Objective:
Rewrite the excerpt on the detention ruling, starting at "37. Regarding the" and ending at "above, §§ 65-66).", and swap "illegal border-crossers" for "irregular border-crossers".

36. The Court observes that the applicants’ expulsion was ordered on 6 November 2011. Simultaneously, the execution of this measure was suspended, and the applicants’ detention was ordered with a view to their eventual deportation, that is, the execution of the expulsion order.

37. Regarding the first three days of the applicants’ detention (that is, up until 8 November 2011), the Court is satisfied that the measure served the purpose of detaining a person “against whom action is being taken with a view to deportation”, within the meaning of the second limb of Article 5 § 1 (f) (cf. the order of 6 November 2011 (see paragraph 7 above), making reference to section 54(1)(b) of the Immigration Act, quoted in paragraph 15 above). Indeed, at that point in time the applicants had not yet requested asylum and were no more than illegal border-crossers without identity documents. For the Court, this phase of the applicants’ detention discloses no appearance of any arbitrariness (see Saadi, cited above, §§ 65-66).

38. As regards the applicants’ further detention, the Court emphasises that detention “with a view to deportation” can only be justified as long as the deportation is in progress and there is a true prospect of executing it (see paragraph 29 above). It notes that the applicants applied for asylum on 9 November 2011, formal asylum proceedings started on 10 November 2011, and the case was admitted to the “in-merit” phase on 12 December 2011. For the Court, the pending asylum case does not as such imply that the detention was no longer “with a view to deportation” – since an eventual dismissal of the asylum applications could have opened the way to the execution of the deportation orders. The detention nevertheless had to be in compliance with the national law and free of arbitrariness.

39. As regards compliance with the domestic law, the Court notes that on 8 November, 29 November and 30 December 2011, 1 February and 3 March 2012 the Kiskunhalas and the Nyírbátor District Courts reviewed the lawfulness of the applicants’ deprivation of liberty. However, all the decisions up to, and including, the one of 1 February 2012 were only concerned with the endorsement of the Csongrád County Police department’s original decision of 6 November 2011. According to this latter, the applicants were to be detained because they had entered the country illegally and without documents, and were deemed to be potentially frustrating their expulsion. Moreover, the decisions of 29 November and 30 December 2011 did not mention the on-going asylum case at all, and the one of 1 February 2012 only made a factual reference to it.

40. For the Court, the period until the prolongation of 3 March 2012 raises a serious question of lawfulness in terms of compliance with the relevant rules of the domestic law. Under sections 54(1)(b), 54(2) and 54(6)(b) of the Immigration Act (see paragraph 15 above) – read in conjunction and in the light of the circumstances of the case – to validly prolong the applicants’ detention, the domestic authorities had to verify that they were indeed frustrating the enforcement of the expulsion; that alternative, less stringent measures were not applicable, and whether or not the expulsion could eventually be enforced.

Stored rows:
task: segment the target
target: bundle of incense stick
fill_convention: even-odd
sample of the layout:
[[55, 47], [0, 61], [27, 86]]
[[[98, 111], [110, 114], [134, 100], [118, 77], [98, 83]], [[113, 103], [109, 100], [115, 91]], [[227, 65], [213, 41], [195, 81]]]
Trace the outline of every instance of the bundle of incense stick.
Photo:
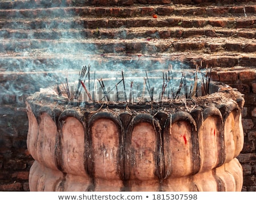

Result below:
37. Regarding the first three days of the applicants’ detention (that is, up until 8 November 2011), the Court is satisfied that the measure served the purpose of detaining a person “against whom action is being taken with a view to deportation”, within the meaning of the second limb of Article 5 § 1 (f) (cf. the order of 6 November 2011 (see paragraph 7 above), making reference to section 54(1)(b) of the Immigration Act, quoted in paragraph 15 above). Indeed, at that point in time the applicants had not yet requested asylum and were no more than irregular border-crossers without identity documents. For the Court, this phase of the applicants’ detention discloses no appearance of any arbitrariness (see Saadi, cited above, §§ 65-66).